*Given exercise 1*:
Please filter the data listing below so that only the lines containing the string "shirt" remain. Case counts.

*Page*:
****

The likelihood function is the PDF, but written in a way that shifts the emphasis to the parameters. The likelihood function is denoted by \(L(\boldsymbol{\theta} | \boldsymbol{x})\) and is defined as \(f_{\boldsymbol{X}}(\boldsymbol{x})\).

Note: the likelihood function should be viewed as a function of \(\boldsymbol{\theta}\), and its shape changes depending on the values of the observed data \(\boldsymbol{x}\).

To simplify calculations involving the likelihood function, we make an assumption that the observations \(\boldsymbol{x}\) are independent and come from an identical distribution with PDF \(f_X(x)\), in other words, the observations are i.i.d. (independent and identically distributed).

Given i.i.d. random variables \(X_1, \cdots, X_n\), each having PDF \(f_X(x)\), the likelihood function is

\[\begin{equation} L(\boldsymbol{\theta} | \boldsymbol{x} ) = \prod_i^n f_X(x; \boldsymbol{\theta}). \tag{7.1} \end{equation}\]

When maximizing the likelihood function, we often log transform the likelihood function first, then maximize the log transformed likelihood function. The log transformed likelihood function is called the log-likelihood function, and it is

\[\begin{equation} \ell(\boldsymbol{\theta} | \boldsymbol{x}) = \log L(\boldsymbol{\theta} | \boldsymbol{x}) = \sum_{i=1}^n \log f_X(x; \boldsymbol{\theta}). \tag{7.2} \end{equation}\]

It turns out that maximizing the log-likelihood function is often easier computationally than maximizing the likelihood function.

As the logarithm is a monotonic increasing function (it never decreases), maximizing a log transformed function is equivalent to maximizing the original function. Next, we look at how to write the likelihood and log-likelihood functions with a couple of examples.

7.3.1.1 Example 1: Bernoulli

Let \(X_1, \cdots, X_n\) be i.i.d. \(Bern(p)\). Find the corresponding likelihood and log-likelihood functions.

From equation (3.8), the PMF of \(X \sim Bern(p)\) is \(f_X(x) = p^x (1-p)^{1-x}\), where the support of \(x\) is \(\{0,1\}\).

The likelihood function, per equation (7.1), becomes

\[ L(p | \boldsymbol{x} ) = \prod_{i=1}^n f_X(x_i; p) = \prod_{i=1}^n p^{x_i} (1-p)^{1-x_i}. \]

The log-likelihood function, per equation (7.2), becomes

\[ \begin{split} \ell (p | \boldsymbol{x}) &= \sum_{i=1}^n \log f_X(x_i;p) \\ &= \sum_{i=1}^n \log \left( p^{x_i} (1-p)^{1-x_i} \right) \\ &= \sum_{i=1}^n x_i \log p + (1-x_i) \log (1-p) \\ &= \log p \left(\sum_{i=1}^n x_i \right) + \log (1-p) \left( n - \sum_{i=1}^n x_i \right). \end{split} \]

7.3.1.2 Example 1 Continued: Visualizing Likelihood and Log-Likelihood Functions

We mentioned that the likelihood and log-likelihood functions, \(L(\boldsymbol{\theta} | \boldsymbol{x} )\) and \(\ell(\boldsymbol{\theta} | \boldsymbol{x} )\), are functions of the parameters \(\boldsymbol{\theta}\) and the observed data \(\boldsymbol{x}\). We typically view these functions after observing our data \(\boldsymbol{x}\).

****

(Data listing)
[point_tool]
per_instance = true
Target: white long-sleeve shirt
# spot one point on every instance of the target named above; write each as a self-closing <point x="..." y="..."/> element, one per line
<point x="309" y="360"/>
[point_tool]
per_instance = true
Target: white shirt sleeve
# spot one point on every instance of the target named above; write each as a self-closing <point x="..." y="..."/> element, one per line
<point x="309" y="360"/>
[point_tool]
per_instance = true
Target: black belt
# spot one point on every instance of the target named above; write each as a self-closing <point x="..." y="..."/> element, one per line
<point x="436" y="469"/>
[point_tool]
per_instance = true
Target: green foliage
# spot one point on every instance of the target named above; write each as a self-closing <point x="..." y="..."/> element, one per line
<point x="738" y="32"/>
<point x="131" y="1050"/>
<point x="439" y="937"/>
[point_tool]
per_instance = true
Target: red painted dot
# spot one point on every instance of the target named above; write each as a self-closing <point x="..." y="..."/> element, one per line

****

*Given exercise 2*:
According to the text on likelihood functions, why is maximizing a log transformed function equivalent to maximizing the original function?

*Task answer 1*:
Target: white long-sleeve shirt
Target: white shirt sleeve

*Task answer 2*:
The logarithm is a monotonic increasing function, meaning it never decreases.